(Your objective) In the listing that follows, retype every line from the first through the one containing "for every instance of the dashboard, set". Pictures are to be left out.
━━━━
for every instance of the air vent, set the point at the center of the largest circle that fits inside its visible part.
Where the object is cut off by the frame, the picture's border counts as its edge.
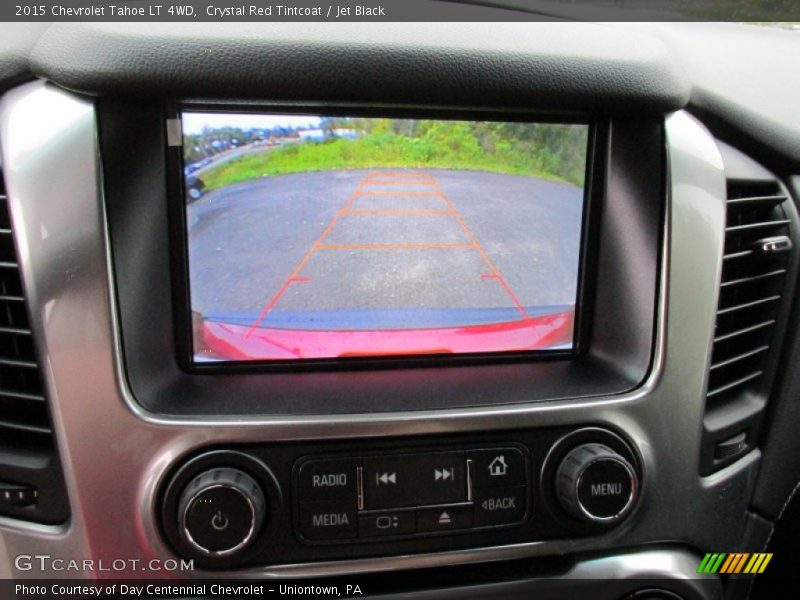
(31, 482)
(758, 257)
(757, 248)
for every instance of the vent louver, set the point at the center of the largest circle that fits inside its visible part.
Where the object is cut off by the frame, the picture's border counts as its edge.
(758, 257)
(31, 480)
(23, 410)
(753, 276)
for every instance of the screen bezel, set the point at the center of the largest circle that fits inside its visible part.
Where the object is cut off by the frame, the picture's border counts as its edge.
(594, 180)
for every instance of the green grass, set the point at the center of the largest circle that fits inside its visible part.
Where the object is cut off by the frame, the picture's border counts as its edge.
(389, 150)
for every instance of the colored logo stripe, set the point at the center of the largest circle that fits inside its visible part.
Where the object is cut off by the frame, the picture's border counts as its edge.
(733, 563)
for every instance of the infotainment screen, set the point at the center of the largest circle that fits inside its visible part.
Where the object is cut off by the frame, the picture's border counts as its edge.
(322, 237)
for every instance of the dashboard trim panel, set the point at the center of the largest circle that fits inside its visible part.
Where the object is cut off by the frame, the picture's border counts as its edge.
(115, 461)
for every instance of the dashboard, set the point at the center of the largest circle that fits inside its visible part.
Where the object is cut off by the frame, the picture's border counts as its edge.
(151, 412)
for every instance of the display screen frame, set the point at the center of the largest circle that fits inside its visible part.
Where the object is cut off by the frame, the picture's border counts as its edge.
(594, 184)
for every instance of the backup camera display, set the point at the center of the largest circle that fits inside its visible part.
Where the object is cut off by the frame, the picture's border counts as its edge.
(313, 237)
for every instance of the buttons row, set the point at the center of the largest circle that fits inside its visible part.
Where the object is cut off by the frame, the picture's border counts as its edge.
(340, 520)
(405, 480)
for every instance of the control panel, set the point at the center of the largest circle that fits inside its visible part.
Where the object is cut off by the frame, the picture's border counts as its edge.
(253, 504)
(402, 495)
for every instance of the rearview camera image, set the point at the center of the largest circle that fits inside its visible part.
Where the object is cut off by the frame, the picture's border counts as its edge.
(313, 237)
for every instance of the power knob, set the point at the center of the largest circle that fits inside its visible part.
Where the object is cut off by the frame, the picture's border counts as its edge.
(221, 511)
(596, 484)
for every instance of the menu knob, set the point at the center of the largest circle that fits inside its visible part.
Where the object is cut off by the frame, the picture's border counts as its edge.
(595, 484)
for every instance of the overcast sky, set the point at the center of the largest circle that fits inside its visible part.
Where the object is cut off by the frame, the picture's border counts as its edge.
(195, 122)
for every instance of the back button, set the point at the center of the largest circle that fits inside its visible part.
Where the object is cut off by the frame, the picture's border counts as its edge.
(499, 506)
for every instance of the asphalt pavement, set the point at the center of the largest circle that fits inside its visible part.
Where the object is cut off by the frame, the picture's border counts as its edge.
(389, 248)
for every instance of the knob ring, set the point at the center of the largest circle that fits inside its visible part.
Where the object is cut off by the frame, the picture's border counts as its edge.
(629, 503)
(186, 532)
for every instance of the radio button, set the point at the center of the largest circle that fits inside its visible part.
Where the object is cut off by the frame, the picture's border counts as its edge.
(444, 518)
(414, 479)
(495, 467)
(397, 522)
(328, 479)
(499, 506)
(328, 520)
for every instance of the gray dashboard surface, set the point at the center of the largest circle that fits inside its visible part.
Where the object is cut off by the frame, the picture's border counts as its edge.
(741, 78)
(554, 66)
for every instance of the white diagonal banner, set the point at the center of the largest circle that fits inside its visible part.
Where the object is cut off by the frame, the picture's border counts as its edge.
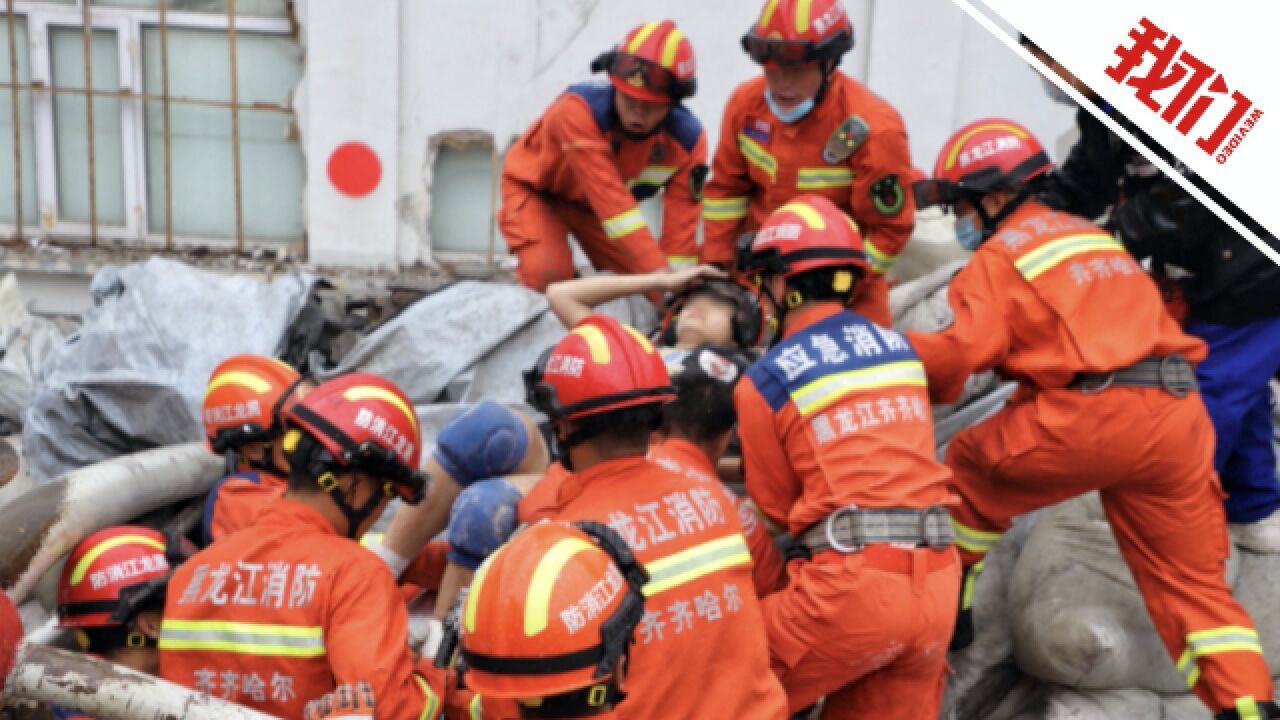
(1198, 78)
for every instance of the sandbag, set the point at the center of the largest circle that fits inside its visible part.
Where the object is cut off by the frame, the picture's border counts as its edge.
(133, 377)
(1077, 616)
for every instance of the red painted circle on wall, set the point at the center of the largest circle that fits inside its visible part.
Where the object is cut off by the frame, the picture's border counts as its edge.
(353, 169)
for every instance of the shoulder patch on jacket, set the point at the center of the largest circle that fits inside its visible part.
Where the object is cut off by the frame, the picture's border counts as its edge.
(685, 127)
(887, 195)
(599, 99)
(846, 140)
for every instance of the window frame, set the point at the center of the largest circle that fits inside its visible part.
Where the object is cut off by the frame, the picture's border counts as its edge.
(128, 24)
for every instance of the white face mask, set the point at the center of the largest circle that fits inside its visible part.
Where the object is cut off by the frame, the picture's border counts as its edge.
(1057, 95)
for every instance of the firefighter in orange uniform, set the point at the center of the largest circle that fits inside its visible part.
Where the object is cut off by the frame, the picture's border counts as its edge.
(522, 639)
(282, 614)
(1107, 401)
(695, 433)
(805, 127)
(597, 151)
(241, 415)
(837, 447)
(699, 648)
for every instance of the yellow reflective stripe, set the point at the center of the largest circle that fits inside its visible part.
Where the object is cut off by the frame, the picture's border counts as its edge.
(758, 156)
(768, 13)
(807, 213)
(881, 260)
(973, 540)
(469, 614)
(814, 178)
(82, 566)
(539, 597)
(725, 208)
(641, 36)
(817, 395)
(803, 16)
(624, 223)
(1051, 254)
(671, 49)
(1228, 638)
(595, 342)
(370, 392)
(238, 378)
(430, 703)
(960, 142)
(653, 174)
(970, 580)
(688, 565)
(243, 638)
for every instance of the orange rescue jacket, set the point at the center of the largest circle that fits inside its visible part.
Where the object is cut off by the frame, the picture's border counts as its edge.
(768, 570)
(577, 154)
(837, 414)
(700, 648)
(237, 499)
(762, 163)
(274, 618)
(1050, 295)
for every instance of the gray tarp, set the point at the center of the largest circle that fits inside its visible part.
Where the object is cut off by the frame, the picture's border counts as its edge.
(469, 342)
(135, 374)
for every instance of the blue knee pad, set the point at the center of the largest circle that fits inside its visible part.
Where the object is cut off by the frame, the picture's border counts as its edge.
(483, 442)
(483, 518)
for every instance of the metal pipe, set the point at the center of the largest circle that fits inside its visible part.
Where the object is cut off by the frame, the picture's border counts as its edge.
(124, 94)
(17, 122)
(164, 104)
(41, 524)
(236, 168)
(88, 122)
(106, 691)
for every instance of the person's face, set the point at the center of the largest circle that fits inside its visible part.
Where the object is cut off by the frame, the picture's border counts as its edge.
(639, 117)
(792, 85)
(704, 318)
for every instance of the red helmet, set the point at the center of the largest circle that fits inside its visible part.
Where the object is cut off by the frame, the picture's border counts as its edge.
(749, 324)
(979, 158)
(242, 400)
(654, 62)
(552, 611)
(804, 235)
(599, 365)
(356, 422)
(109, 575)
(792, 32)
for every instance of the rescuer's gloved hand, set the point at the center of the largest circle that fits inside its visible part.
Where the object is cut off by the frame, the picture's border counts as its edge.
(344, 702)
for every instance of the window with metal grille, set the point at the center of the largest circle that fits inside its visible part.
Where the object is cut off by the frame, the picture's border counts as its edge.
(158, 123)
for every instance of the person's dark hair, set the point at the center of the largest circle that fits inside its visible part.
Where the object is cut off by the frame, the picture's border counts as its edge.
(626, 427)
(703, 409)
(818, 286)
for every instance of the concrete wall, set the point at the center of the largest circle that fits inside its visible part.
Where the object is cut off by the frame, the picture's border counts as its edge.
(397, 73)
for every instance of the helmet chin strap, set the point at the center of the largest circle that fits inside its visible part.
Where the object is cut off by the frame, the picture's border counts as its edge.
(991, 223)
(355, 515)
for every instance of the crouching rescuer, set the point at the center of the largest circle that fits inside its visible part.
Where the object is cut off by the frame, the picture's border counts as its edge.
(287, 613)
(521, 637)
(837, 447)
(1107, 400)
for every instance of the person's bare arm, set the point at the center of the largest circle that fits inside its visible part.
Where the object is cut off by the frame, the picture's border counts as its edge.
(574, 300)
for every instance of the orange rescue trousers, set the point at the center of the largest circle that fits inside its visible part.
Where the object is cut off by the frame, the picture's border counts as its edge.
(536, 229)
(868, 630)
(1151, 458)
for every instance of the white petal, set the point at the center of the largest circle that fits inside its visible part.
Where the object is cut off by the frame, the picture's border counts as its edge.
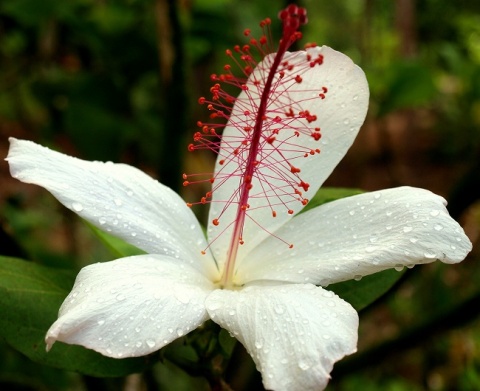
━━━━
(Task output)
for every instance of the air vent, set the point at the center of the largest circle that fits inside its visible part.
Where the object is cut off by the frame, the picture's border counts as its edge.
(31, 482)
(758, 257)
(757, 248)
for every instance of the vent louver, set the point at the center of the largest circle that fits inside its visible part.
Where the object is cut off by the frame, the picture's border counts as its edge.
(758, 257)
(31, 480)
(23, 410)
(753, 276)
for every instance of the screen bezel, set the point at the center of the largest circle that fits inside its visible part.
Where the object is cut off by the frame, the picture's border counts as its edge.
(594, 180)
for every instance of the green grass, set the point at the center of the largest circle that fits inside its visible part.
Where the object is cut off by the frame, the picture's border counts as its edge.
(389, 150)
for every instance of the colored logo stripe, set the point at the center of the largest circle that fits inside its visible part.
Where the object is cut off by the frame, the picture's border counts as its edge.
(733, 563)
for every instance of the infotainment screen, set the point at the center of the largest circle that fits inside its visible part.
Where the object is cut off by the frame, the picture's border counts as its edge.
(322, 237)
for every instance of the dashboard trim panel, set the point at the center of the largest circle that fits inside its visible part.
Where the object is cut off by the frame, the picture's border counts as its edge.
(115, 461)
for every instance of the dashboard, set the point at the center of the largest circle that fits inside its visible part.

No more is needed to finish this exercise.